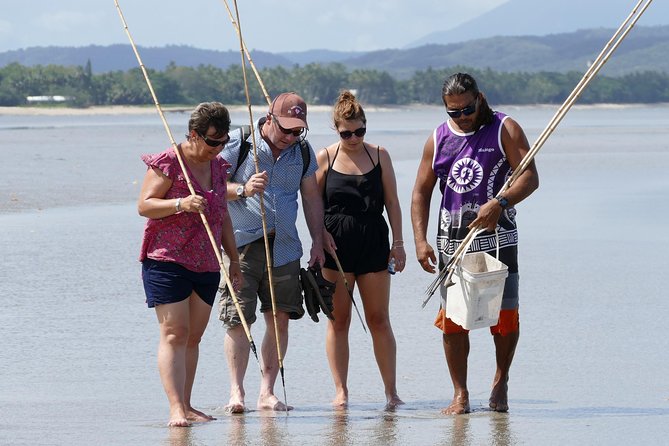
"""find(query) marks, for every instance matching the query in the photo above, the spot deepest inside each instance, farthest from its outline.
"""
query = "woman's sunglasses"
(295, 133)
(469, 110)
(346, 134)
(215, 142)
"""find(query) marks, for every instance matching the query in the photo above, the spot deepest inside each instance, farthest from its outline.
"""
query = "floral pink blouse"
(182, 238)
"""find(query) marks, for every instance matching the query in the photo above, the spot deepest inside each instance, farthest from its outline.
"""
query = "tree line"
(316, 83)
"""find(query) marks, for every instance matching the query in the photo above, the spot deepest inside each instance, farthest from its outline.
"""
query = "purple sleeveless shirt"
(472, 168)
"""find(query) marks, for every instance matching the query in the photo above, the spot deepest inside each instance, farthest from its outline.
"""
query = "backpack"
(245, 148)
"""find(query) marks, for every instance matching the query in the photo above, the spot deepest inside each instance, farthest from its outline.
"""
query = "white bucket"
(476, 298)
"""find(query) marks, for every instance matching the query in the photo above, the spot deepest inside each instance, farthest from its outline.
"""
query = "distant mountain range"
(644, 49)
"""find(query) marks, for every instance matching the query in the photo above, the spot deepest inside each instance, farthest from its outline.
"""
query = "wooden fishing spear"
(203, 217)
(444, 276)
(268, 254)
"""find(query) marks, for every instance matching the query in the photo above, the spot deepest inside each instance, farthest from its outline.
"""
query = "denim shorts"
(168, 282)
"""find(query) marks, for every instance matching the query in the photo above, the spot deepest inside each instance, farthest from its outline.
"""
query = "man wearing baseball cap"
(287, 164)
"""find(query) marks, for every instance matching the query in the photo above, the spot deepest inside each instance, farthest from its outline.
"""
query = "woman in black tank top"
(357, 182)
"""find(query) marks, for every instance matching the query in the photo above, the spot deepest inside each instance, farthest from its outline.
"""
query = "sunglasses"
(215, 142)
(469, 110)
(346, 134)
(296, 133)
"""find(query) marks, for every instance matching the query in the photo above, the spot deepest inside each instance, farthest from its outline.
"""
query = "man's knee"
(508, 323)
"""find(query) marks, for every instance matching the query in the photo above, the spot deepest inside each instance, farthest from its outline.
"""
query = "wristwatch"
(502, 202)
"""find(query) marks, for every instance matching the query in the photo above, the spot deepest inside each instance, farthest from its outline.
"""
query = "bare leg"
(173, 320)
(270, 359)
(336, 340)
(237, 349)
(505, 348)
(456, 348)
(199, 313)
(375, 293)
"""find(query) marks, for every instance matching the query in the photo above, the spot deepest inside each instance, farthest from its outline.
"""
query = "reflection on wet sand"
(499, 429)
(237, 433)
(180, 436)
(385, 430)
(339, 432)
(272, 429)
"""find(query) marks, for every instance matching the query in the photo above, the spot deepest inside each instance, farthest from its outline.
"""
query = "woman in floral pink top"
(180, 270)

PROBLEM REQUIREMENTS:
Print the material again, unchanged, without its pictures.

ANSWER BOX:
"""find(query) marks, for every instance matching the query in the photo above, the spot deepest inside each instance, farthest from its outline.
"""
query = "woman's sunglasses"
(295, 133)
(469, 110)
(346, 134)
(215, 142)
"""find(query) marks, for every instance matching the query in the photo above, the spot deepest inside each instance, farthest from its outline.
"""
query = "floral pink blouse"
(182, 238)
"""find(query) marks, for every instance matching the query in the photo above, the spot deepest inside each instance, farthest from its outline.
"""
query = "tree line"
(316, 83)
"""find(query) marks, for every instance matching the query in the photo above, the spot deepest inside each instance, farthest from its outline.
"""
query = "purple sleeveless shirt"
(472, 168)
"""find(query) marks, for every instance matching the query in the photo above, the spot deepest inside each instance, farthest from its outline.
"""
query = "backpack"
(245, 148)
"""find(query) marks, for every instance matching the query in the photo above, the spot deepest inside each instance, farthest from its outline.
"""
query = "white bucket"
(476, 298)
"""find(query) marks, for every instance matching the query in the photo above, the spot deepest inside each instance, farthest from its outline.
"""
query = "distant mountain range"
(644, 49)
"""find(query) marks, for every instance matching the query in the photo above, the spot deepest inside each instance, farthest from its outline.
"""
query = "wooden fishing spear"
(203, 217)
(444, 276)
(268, 254)
"""find(query) marks, for every instance matching the query in the photo above, the spot deepest inside each instance, farthest from its outline.
"""
query = "denim shorts"
(168, 282)
"""find(query) marks, for every instance matching the query in the photo above, the spot deepest inside each instance, farthest from its outline.
"""
query = "man wearing baseball cap"
(287, 164)
"""find(query) marks, for every instance matching the query in the photo above, the spot deepest inside each instance, farthest from its outline.
"""
query = "woman in black tank top"
(357, 182)
"""find(query) marks, for every instance matching the query in the photo above, the spot deepest inside each instance, farthest from its outline.
"""
query = "sunglasses"
(215, 142)
(469, 110)
(346, 134)
(296, 133)
"""find(query) marks, for every instance matching the query in the photo above, the spot deepest inside each instance, farthest from its outline.
"""
query = "man's knee"
(508, 323)
"""find(query) marks, for every instance matching the query in the photo above, the spot deepest inside each instance, farthest from its outline.
"""
query = "wristwatch"
(502, 202)
"""find(query) marks, for every instance matching the query in the photo above, the spot deepest inside each instance, farthest from its outline.
"""
query = "bare leg"
(173, 320)
(270, 359)
(336, 340)
(237, 349)
(505, 348)
(456, 348)
(199, 313)
(375, 293)
"""find(query) marks, for every instance matching the query in the photo above, the spot deepest inside each instance, farthest from its outline.
"""
query = "reflection on wet sand"
(499, 429)
(237, 433)
(180, 436)
(385, 430)
(339, 432)
(272, 429)
"""find(query) marks, for every instance matching the query in the photo above, the spot deepest inside each instance, farthest from its outline.
"""
query = "woman in floral pink top"
(180, 270)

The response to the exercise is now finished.